Aim:
Extract, word for word, the part of the records below that opens with the line containing "Pin each instance of the lit" and closes with the line containing "column 118, row 522", including both of those lines.

── Data provided

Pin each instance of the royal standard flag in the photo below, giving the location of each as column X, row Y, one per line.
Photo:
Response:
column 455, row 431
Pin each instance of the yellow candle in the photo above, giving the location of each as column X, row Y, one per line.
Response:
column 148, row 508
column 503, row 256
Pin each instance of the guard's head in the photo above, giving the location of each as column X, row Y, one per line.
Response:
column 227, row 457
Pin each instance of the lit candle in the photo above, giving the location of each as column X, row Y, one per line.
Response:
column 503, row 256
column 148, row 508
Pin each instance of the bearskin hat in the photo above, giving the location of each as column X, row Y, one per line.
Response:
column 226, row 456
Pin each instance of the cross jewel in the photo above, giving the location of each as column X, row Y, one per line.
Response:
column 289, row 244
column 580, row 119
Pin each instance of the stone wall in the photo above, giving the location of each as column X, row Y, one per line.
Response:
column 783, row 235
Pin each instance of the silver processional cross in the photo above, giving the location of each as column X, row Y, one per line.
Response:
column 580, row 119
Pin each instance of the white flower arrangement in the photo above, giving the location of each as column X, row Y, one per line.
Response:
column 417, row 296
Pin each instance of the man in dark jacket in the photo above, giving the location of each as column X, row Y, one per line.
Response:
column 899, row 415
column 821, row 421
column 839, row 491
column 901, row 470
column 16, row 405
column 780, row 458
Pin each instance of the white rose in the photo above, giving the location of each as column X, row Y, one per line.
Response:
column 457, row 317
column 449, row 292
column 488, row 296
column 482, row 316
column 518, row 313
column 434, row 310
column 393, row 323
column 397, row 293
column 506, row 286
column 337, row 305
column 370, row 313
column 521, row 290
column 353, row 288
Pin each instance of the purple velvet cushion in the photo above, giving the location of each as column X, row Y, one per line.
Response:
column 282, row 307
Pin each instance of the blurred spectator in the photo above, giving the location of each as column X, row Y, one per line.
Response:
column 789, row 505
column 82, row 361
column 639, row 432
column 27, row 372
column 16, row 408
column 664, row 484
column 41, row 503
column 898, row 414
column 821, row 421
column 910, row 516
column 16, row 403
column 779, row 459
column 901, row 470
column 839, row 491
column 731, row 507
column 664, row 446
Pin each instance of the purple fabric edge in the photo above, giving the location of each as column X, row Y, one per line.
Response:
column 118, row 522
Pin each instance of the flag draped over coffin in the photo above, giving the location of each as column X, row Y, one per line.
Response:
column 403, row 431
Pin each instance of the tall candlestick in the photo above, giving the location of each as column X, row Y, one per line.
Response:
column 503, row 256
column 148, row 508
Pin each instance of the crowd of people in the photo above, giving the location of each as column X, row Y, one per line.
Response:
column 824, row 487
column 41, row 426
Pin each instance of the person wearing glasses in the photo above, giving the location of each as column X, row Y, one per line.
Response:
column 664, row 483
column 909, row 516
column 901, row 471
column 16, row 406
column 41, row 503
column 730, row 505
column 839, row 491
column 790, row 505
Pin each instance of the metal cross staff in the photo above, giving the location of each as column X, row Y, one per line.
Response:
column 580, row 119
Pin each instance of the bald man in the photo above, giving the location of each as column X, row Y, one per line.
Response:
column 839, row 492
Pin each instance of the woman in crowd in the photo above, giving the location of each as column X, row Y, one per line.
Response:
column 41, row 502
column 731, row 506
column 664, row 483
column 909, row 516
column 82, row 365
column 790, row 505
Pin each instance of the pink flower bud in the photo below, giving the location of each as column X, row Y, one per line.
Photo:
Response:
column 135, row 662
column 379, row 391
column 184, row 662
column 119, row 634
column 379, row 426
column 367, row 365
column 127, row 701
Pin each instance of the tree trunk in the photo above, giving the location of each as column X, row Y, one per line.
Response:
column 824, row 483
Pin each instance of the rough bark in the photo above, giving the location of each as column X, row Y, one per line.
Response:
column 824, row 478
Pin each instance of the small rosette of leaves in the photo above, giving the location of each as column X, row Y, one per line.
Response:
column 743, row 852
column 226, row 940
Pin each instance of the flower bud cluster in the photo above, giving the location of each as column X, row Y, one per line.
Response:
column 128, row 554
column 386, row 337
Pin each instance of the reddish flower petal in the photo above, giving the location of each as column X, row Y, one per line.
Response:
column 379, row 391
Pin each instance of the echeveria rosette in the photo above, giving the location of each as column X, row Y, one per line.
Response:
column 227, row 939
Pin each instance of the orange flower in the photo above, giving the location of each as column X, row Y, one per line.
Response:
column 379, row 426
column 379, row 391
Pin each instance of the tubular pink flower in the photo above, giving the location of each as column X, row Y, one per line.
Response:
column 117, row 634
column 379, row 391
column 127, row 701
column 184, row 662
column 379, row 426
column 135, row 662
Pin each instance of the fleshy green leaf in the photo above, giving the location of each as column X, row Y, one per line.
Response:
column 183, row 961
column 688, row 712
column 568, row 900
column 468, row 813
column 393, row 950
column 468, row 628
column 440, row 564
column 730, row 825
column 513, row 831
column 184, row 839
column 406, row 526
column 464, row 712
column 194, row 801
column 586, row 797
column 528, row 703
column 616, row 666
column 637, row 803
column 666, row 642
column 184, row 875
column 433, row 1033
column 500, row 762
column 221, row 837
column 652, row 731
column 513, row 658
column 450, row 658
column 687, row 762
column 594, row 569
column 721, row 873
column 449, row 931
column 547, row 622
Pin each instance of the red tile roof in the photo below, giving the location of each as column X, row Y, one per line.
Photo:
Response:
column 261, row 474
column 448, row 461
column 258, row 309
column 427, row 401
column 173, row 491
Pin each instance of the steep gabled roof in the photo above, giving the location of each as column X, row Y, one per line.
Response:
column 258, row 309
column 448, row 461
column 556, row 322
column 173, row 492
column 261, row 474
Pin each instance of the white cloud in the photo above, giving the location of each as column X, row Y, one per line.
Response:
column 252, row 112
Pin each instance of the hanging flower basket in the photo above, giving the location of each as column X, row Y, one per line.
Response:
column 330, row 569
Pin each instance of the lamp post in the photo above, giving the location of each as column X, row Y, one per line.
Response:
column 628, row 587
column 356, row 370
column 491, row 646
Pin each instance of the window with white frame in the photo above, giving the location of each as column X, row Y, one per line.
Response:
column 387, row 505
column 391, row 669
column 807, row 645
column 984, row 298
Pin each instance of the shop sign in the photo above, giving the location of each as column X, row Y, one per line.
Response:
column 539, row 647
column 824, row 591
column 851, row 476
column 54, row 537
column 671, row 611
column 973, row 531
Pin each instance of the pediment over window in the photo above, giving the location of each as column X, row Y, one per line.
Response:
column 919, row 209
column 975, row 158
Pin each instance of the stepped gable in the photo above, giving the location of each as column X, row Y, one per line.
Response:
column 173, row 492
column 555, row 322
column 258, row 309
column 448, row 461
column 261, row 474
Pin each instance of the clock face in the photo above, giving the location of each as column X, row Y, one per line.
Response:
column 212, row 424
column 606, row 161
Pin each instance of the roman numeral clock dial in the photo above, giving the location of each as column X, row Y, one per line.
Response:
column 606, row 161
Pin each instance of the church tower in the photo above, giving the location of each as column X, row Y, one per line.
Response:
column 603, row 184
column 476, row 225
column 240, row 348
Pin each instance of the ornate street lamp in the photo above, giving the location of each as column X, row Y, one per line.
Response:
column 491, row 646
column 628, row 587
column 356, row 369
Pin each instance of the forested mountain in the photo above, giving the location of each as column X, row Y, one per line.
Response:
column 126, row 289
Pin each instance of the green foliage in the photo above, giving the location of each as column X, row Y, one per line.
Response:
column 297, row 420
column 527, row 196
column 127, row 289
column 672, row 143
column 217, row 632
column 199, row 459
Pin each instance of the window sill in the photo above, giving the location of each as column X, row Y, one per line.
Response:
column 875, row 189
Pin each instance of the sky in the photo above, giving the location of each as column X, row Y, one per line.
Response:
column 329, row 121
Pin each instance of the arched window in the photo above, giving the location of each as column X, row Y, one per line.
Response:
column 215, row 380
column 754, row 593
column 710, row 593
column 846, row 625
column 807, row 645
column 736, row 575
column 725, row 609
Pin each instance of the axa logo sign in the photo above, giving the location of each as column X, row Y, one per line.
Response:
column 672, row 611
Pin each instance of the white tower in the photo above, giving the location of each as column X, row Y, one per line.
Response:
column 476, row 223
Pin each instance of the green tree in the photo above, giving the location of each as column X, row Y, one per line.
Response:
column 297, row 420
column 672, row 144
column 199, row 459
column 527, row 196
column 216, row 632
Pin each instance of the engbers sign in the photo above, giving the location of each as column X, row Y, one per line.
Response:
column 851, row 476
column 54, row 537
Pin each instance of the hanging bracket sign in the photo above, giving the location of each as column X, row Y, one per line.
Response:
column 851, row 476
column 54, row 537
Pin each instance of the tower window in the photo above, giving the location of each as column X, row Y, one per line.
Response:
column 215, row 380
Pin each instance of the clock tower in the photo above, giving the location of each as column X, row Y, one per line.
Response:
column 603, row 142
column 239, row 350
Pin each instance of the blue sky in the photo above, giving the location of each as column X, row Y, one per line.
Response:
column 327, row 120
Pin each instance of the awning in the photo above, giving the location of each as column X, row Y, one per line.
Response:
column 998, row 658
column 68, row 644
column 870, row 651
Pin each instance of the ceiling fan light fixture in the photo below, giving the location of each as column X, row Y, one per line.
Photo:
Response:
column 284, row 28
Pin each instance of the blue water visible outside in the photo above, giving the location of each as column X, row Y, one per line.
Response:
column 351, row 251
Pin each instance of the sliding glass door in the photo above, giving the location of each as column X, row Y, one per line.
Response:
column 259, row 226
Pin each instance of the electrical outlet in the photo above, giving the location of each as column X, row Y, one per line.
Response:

────

Answer to the problem:
Pin each instance of the lit candle in the photo above, giving the location of each as column X, row Y, one per line.
Response:
column 503, row 256
column 148, row 508
Pin each instance of the bearskin hat in the photo above, giving the location of each as column X, row Y, one per line.
Response:
column 226, row 456
Pin each instance of the cross jewel in the photo above, giving the location of each as column X, row Y, one per line.
Response:
column 289, row 244
column 580, row 119
Pin each instance of the stone wall in the photo above, giving the location of each as column X, row Y, one per line.
Response:
column 783, row 235
Pin each instance of the silver processional cross in the photo above, giving the location of each as column X, row Y, one per line.
Response:
column 580, row 119
Pin each instance of the white flower arrangement in the photo above, giving the location of each as column X, row Y, one per line.
Response:
column 417, row 296
Pin each instance of the man in dark jacket in the photo above, giving the location of each as column X, row Y, one per line.
Response:
column 899, row 415
column 821, row 421
column 839, row 491
column 901, row 470
column 16, row 405
column 780, row 458
Pin each instance of the white rose in the photo above, giving the location of each as column X, row Y, one per line.
Response:
column 457, row 317
column 449, row 292
column 488, row 296
column 482, row 316
column 518, row 313
column 434, row 310
column 393, row 323
column 397, row 293
column 506, row 286
column 337, row 305
column 370, row 313
column 521, row 290
column 353, row 288
Pin each instance of the purple velvet cushion in the photo above, giving the location of each as column X, row Y, one per line.
Response:
column 282, row 307
Pin each instance of the blurred spectator in the photo above, giving the location of each as column X, row Y, one per line.
Response:
column 789, row 505
column 82, row 361
column 639, row 432
column 27, row 372
column 16, row 408
column 664, row 484
column 41, row 503
column 898, row 414
column 821, row 421
column 910, row 516
column 16, row 403
column 779, row 459
column 901, row 470
column 839, row 491
column 731, row 507
column 664, row 446
Pin each instance of the purple fabric edge in the photo above, giving the location of each as column X, row Y, one per line.
Response:
column 118, row 522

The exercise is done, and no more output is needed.